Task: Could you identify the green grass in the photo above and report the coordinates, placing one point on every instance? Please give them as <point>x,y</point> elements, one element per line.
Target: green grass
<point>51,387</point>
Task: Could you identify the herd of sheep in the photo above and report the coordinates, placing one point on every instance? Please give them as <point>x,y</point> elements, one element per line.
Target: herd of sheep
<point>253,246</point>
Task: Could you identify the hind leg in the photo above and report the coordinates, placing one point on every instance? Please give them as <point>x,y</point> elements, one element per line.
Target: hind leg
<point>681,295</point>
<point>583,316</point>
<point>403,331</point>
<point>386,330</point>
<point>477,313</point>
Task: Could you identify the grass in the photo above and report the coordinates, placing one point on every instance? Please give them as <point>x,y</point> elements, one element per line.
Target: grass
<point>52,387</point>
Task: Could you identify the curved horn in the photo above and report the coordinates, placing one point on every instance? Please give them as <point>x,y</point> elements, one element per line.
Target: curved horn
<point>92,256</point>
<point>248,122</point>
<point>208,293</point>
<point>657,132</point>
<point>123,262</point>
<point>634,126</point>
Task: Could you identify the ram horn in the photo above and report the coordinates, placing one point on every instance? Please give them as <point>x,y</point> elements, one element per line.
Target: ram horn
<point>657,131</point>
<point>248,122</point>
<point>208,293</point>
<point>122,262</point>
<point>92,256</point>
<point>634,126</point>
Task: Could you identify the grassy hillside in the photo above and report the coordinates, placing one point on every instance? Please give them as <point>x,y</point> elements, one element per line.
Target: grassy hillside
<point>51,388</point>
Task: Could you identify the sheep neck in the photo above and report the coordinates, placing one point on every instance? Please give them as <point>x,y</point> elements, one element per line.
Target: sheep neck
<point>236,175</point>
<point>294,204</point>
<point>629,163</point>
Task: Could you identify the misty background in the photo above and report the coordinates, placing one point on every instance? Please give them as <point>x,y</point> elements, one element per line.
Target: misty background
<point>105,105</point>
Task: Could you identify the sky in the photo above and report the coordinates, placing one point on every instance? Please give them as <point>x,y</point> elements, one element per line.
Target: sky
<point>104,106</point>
..........
• **Instructions for the task**:
Return a word-for-word copy of the lines above from the one holding "Task: Could you identify the curved" through the one holding "Task: Could you identify the sheep", with both of them included and nothing besides.

• **Worked solution**:
Task: Could you identify the curved horn in the photo above and report the coordinates, placing one point on every instance? Please give them as <point>x,y</point> elements, one element per line.
Target: curved horn
<point>92,256</point>
<point>248,122</point>
<point>208,293</point>
<point>657,132</point>
<point>123,262</point>
<point>634,126</point>
Task: Could you identify the ram horn in the photo above and report the coordinates, placing one point on every instance? Please give them as <point>x,y</point> elements, one element per line.
Target: ram horn
<point>657,131</point>
<point>248,122</point>
<point>208,293</point>
<point>122,262</point>
<point>92,256</point>
<point>634,126</point>
Task: Could you identify the grassy hillside in the photo above and report the coordinates, placing one point on every instance? Please give them as <point>x,y</point> elements, one element per line.
Target: grassy hillside
<point>51,388</point>
Task: Could you identify the sheep neck in the photo above and report the coordinates, placing one point on every instance? Please give them as <point>x,y</point> elements, one element per line.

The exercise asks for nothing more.